Rename "point_to" to "locate_points" in every one of the rows below, and leave all other text unchanged.

··· Entries supplied

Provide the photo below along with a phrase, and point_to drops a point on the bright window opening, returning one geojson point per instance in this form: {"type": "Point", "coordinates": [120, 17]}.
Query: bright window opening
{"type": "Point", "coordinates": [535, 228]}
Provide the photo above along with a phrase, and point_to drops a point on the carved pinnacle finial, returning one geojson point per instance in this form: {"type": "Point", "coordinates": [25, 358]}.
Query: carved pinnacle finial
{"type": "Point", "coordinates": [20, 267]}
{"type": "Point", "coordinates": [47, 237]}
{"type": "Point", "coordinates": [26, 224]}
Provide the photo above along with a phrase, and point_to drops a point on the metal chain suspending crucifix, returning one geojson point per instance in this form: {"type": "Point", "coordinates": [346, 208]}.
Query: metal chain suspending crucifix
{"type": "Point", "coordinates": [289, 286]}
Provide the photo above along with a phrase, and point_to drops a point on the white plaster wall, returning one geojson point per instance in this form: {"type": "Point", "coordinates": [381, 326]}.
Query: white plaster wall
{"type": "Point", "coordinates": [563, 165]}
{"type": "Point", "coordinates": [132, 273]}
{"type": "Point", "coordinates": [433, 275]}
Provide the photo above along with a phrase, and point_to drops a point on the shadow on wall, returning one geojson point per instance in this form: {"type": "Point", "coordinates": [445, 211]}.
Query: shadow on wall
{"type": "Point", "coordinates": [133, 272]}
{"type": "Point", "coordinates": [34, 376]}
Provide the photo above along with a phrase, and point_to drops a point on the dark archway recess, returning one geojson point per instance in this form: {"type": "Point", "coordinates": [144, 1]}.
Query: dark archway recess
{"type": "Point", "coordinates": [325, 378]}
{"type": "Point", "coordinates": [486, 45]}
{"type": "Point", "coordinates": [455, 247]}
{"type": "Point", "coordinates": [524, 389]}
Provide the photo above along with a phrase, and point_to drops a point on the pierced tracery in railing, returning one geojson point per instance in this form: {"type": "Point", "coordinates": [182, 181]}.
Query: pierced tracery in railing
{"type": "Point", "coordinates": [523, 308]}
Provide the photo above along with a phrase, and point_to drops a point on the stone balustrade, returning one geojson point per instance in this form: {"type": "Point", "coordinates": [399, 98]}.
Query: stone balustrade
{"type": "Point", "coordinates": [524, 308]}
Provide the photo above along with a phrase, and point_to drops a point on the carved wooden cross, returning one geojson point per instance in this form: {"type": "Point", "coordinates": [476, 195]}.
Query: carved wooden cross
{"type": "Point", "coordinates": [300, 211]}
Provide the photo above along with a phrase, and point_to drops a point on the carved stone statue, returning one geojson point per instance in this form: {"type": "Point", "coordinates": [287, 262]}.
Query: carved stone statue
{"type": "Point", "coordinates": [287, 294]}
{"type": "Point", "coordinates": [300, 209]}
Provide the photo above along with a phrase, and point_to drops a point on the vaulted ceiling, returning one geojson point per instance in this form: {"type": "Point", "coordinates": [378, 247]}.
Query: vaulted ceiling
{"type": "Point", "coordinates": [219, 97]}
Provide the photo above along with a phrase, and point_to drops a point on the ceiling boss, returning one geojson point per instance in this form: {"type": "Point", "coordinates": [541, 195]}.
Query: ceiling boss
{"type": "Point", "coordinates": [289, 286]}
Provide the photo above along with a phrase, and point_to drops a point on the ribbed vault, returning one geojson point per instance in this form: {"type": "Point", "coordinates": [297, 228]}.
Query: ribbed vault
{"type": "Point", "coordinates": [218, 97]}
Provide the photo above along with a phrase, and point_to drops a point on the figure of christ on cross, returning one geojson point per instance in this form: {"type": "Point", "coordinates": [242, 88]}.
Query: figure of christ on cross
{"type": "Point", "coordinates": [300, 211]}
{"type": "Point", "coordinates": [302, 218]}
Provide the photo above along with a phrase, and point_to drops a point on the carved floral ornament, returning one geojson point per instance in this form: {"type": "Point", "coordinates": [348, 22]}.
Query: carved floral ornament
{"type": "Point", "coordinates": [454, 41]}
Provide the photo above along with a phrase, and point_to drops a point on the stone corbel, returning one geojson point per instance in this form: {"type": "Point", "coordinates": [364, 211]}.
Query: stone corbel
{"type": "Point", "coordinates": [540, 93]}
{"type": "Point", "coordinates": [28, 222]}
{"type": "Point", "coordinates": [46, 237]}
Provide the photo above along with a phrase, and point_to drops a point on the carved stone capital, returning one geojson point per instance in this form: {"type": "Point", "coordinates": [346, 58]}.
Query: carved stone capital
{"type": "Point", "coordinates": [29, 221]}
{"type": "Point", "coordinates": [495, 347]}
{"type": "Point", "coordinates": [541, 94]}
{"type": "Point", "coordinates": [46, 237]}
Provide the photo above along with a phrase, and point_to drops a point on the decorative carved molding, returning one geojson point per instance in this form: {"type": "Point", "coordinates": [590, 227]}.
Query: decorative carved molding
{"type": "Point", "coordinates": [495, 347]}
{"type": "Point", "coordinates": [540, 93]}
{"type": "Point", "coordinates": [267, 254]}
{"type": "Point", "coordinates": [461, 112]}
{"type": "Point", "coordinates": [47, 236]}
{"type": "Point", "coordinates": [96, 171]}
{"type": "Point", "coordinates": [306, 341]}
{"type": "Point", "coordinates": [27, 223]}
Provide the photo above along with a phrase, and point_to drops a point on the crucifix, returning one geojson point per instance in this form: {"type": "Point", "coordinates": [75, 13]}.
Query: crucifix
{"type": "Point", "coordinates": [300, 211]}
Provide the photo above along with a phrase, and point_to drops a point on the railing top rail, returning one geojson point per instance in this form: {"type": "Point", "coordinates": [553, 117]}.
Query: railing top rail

······

§ Solution to this task
Provide the photo below along with a phrase, and locate_points drops a point on the bright window opening, returning one geojson point per instance in this form: {"type": "Point", "coordinates": [120, 17]}.
Query: bright window opening
{"type": "Point", "coordinates": [535, 228]}
Provide the photo above along with a phrase, and locate_points drops a point on the carved pinnacle finial, returning one geojson point per instance in this form: {"type": "Point", "coordinates": [25, 358]}.
Query: carved pinnacle finial
{"type": "Point", "coordinates": [20, 267]}
{"type": "Point", "coordinates": [47, 237]}
{"type": "Point", "coordinates": [26, 224]}
Provide the photo above along with a phrase, and locate_points drops a point on the metal chain suspending crucifix, returning one geojson point per instance in this form: {"type": "Point", "coordinates": [346, 208]}.
Query: metal chain suspending crucifix
{"type": "Point", "coordinates": [289, 286]}
Provide the photo above along with a phrase, and locate_points drops a point on the white plaster wall, returning one geojson point per instance in this form: {"type": "Point", "coordinates": [381, 326]}.
Query: white plaster wall
{"type": "Point", "coordinates": [563, 165]}
{"type": "Point", "coordinates": [132, 273]}
{"type": "Point", "coordinates": [433, 275]}
Provide the photo above along with a phrase, and locate_points drops a point on the shadow on wall, returning one geojson point per instance in this form: {"type": "Point", "coordinates": [445, 211]}.
Query: shadow on wall
{"type": "Point", "coordinates": [133, 272]}
{"type": "Point", "coordinates": [34, 376]}
Provide the photo above along with a phrase, and locate_points drops a point on the dark archway recess, returning one geojson point per instance in this form: {"type": "Point", "coordinates": [144, 1]}.
Query: dark archway recess
{"type": "Point", "coordinates": [325, 378]}
{"type": "Point", "coordinates": [486, 45]}
{"type": "Point", "coordinates": [455, 247]}
{"type": "Point", "coordinates": [524, 389]}
Provide the photo above along with a phrase, and locate_points drops a point on the pierced tracery in railing, returning one geojson point per instance in this form: {"type": "Point", "coordinates": [182, 181]}.
Query: pierced tracery in railing
{"type": "Point", "coordinates": [523, 308]}
Provide the photo above along with a phrase, and locate_points drops a point on the stone balustrade, returning one geojson point per instance in this form: {"type": "Point", "coordinates": [399, 98]}.
Query: stone balustrade
{"type": "Point", "coordinates": [524, 308]}
Provide the photo above along with a phrase, and locate_points drops a point on the carved wooden cross, returning one geojson point per instance in this form: {"type": "Point", "coordinates": [476, 195]}.
Query: carved wooden cross
{"type": "Point", "coordinates": [300, 211]}
Provide the photo above along with a phrase, and locate_points drops a point on the carved stone statue, returning one geojson point per instance in this form: {"type": "Point", "coordinates": [287, 262]}.
Query: carved stone statue
{"type": "Point", "coordinates": [287, 294]}
{"type": "Point", "coordinates": [300, 209]}
Provide the photo above along with a phrase, and locate_points drops a point on the vaulted ceiling, returning one geojson point per instance in this form: {"type": "Point", "coordinates": [378, 247]}.
Query: vaulted ceiling
{"type": "Point", "coordinates": [219, 97]}
Provide the photo above along with a phrase, and locate_points drops a point on the ceiling boss, returning one geojson point per instance in this form: {"type": "Point", "coordinates": [541, 195]}.
Query: ceiling boss
{"type": "Point", "coordinates": [289, 286]}
Provide the photo above along with a phrase, and locate_points drops a point on the ribbed vault, returning one geojson point per instance in this form: {"type": "Point", "coordinates": [297, 228]}.
Query: ribbed vault
{"type": "Point", "coordinates": [218, 97]}
Provide the photo above along with a phrase, and locate_points drops a point on the figure of christ on cross, returning one geojson point per instance in this form: {"type": "Point", "coordinates": [242, 88]}.
Query: figure of christ on cross
{"type": "Point", "coordinates": [300, 211]}
{"type": "Point", "coordinates": [302, 218]}
Provide the photo above along with a phrase, and locate_points drops a point on the carved floral ornament, returning one geojson point per instance in this form: {"type": "Point", "coordinates": [348, 22]}.
Query: carved floral ornament
{"type": "Point", "coordinates": [454, 41]}
Provide the photo above along with a phrase, and locate_points drops a point on the stone corbel, returning one geojson point per instance in this form: {"type": "Point", "coordinates": [364, 211]}.
Query: stone corbel
{"type": "Point", "coordinates": [540, 93]}
{"type": "Point", "coordinates": [28, 222]}
{"type": "Point", "coordinates": [46, 237]}
Provide the photo above along with a phrase, and locate_points drops a point on the carved stone capital, returning one geojson point per instance in this form: {"type": "Point", "coordinates": [346, 58]}.
Query: carved stone capital
{"type": "Point", "coordinates": [29, 221]}
{"type": "Point", "coordinates": [495, 347]}
{"type": "Point", "coordinates": [541, 94]}
{"type": "Point", "coordinates": [46, 237]}
Provide the photo above along with a phrase, and locate_points drops a point on the decorative carved molding, returning one geojson point per instance in this form: {"type": "Point", "coordinates": [590, 227]}.
Query: decorative carved molding
{"type": "Point", "coordinates": [495, 347]}
{"type": "Point", "coordinates": [540, 93]}
{"type": "Point", "coordinates": [267, 254]}
{"type": "Point", "coordinates": [461, 112]}
{"type": "Point", "coordinates": [47, 236]}
{"type": "Point", "coordinates": [96, 171]}
{"type": "Point", "coordinates": [306, 341]}
{"type": "Point", "coordinates": [27, 223]}
Provide the photo above along with a phrase, and locate_points drops a point on the crucifix, returning one geojson point per instance in this form: {"type": "Point", "coordinates": [75, 13]}.
Query: crucifix
{"type": "Point", "coordinates": [300, 211]}
Provide the photo above along with a phrase, and locate_points drops a point on the railing top rail, returning one geojson point per instance in this form: {"type": "Point", "coordinates": [553, 117]}.
Query: railing top rail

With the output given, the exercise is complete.